BEGIN TASK DATA

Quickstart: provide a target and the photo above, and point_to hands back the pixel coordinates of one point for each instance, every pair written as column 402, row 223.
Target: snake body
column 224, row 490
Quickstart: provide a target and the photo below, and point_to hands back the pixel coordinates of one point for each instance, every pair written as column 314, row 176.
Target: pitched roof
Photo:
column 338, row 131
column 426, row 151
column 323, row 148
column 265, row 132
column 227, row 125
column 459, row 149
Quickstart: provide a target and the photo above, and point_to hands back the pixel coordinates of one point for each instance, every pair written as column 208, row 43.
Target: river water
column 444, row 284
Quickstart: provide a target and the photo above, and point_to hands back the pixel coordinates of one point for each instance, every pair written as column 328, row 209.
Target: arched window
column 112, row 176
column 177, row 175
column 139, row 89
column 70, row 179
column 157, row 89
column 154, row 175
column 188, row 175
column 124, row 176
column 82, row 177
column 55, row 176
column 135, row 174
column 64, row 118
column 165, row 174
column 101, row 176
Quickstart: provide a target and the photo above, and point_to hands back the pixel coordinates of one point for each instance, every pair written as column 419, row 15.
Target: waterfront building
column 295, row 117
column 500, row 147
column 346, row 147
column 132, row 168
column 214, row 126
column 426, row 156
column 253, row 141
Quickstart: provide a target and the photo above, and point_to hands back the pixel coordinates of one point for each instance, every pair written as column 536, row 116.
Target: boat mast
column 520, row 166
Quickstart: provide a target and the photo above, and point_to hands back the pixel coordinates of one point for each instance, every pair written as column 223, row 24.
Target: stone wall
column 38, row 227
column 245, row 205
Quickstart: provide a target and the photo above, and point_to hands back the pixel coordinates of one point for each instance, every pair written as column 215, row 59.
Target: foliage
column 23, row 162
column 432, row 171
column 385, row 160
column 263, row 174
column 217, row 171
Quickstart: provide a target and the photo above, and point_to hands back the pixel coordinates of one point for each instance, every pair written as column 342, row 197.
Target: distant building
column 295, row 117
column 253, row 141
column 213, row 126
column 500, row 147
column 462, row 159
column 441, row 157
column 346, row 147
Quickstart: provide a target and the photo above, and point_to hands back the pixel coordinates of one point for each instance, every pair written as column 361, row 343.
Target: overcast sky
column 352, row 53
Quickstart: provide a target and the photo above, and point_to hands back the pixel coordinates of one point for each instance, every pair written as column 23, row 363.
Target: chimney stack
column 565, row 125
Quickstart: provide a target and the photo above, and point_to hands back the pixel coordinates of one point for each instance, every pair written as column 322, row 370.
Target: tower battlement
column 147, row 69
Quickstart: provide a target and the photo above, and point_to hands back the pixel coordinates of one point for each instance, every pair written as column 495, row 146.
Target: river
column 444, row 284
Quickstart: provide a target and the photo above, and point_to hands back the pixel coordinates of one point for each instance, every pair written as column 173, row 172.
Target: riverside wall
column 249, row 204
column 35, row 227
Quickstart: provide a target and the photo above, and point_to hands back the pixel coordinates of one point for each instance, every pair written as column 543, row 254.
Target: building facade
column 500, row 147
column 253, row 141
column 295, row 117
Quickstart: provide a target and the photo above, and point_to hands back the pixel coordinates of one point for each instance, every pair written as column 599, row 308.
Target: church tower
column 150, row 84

END TASK DATA
BEGIN TASK DATA

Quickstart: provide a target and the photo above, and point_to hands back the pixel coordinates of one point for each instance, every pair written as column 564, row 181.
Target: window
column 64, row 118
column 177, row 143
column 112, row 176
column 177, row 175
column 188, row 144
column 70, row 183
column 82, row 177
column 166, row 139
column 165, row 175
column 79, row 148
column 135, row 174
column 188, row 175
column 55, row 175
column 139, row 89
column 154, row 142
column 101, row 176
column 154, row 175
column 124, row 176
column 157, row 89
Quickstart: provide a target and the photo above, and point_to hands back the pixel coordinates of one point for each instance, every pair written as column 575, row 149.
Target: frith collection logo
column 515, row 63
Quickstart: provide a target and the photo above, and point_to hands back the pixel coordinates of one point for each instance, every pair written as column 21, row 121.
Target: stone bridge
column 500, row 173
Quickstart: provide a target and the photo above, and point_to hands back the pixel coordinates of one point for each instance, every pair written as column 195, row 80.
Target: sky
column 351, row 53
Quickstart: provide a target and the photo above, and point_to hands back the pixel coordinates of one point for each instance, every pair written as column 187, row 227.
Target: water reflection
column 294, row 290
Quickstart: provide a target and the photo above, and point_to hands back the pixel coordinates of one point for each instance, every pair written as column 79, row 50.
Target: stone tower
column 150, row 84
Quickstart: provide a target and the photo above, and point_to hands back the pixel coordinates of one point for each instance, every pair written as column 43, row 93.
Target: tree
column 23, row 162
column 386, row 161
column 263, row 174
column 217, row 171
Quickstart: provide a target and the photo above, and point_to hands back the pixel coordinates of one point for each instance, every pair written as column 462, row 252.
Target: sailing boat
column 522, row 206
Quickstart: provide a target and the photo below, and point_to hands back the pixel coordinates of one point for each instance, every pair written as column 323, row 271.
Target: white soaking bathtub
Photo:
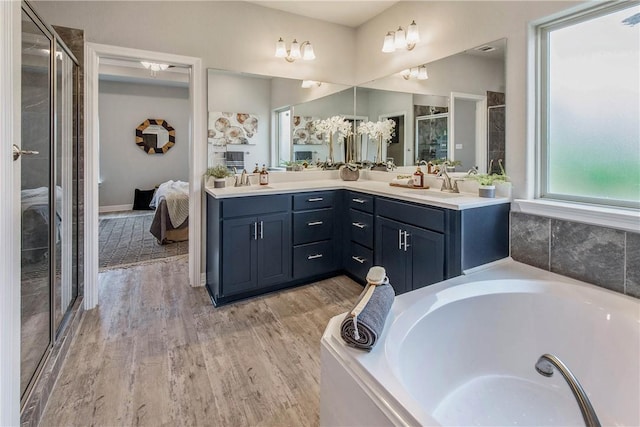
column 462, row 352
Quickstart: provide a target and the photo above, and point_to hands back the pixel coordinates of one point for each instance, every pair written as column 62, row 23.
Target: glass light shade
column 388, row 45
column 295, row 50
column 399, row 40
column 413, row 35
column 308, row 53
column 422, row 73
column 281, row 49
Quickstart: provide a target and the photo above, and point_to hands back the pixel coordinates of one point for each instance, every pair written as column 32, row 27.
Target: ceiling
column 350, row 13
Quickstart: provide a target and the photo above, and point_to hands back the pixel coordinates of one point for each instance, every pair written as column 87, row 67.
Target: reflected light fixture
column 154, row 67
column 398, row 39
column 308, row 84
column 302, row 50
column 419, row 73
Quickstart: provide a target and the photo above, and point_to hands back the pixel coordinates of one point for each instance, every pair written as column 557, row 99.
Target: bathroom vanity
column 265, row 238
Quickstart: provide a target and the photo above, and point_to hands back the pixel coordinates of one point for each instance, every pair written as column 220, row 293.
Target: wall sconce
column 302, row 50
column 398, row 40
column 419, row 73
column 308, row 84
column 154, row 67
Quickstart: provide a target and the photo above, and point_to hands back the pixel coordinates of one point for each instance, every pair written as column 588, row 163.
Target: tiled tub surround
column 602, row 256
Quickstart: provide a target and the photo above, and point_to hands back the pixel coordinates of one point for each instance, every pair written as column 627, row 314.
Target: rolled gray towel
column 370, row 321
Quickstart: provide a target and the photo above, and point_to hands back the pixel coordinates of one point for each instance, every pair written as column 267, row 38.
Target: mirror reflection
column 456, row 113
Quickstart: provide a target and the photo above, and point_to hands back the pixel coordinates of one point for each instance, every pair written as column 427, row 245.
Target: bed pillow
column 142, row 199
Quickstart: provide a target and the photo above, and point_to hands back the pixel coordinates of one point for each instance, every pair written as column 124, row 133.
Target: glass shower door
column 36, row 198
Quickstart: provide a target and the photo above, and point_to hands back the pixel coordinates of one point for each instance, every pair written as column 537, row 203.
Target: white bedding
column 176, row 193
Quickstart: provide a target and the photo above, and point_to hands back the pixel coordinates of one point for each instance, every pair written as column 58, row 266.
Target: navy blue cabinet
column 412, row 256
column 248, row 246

END TASK DATA

* _GOAL OF THE EXERCISE_
Copy the lines above exactly, starting at the one with "Target: white soaking bathtub" and ending at the one with "62, row 23.", both included. Leave out any pictures and add nothing else.

* _RESPONSE BELOW_
Target: white soaking bathtub
Photo:
column 462, row 352
Quickstart: provide a target and the photo above, and point_to hands back the pixel coordinates of one point for each instance, every pair written as column 62, row 23.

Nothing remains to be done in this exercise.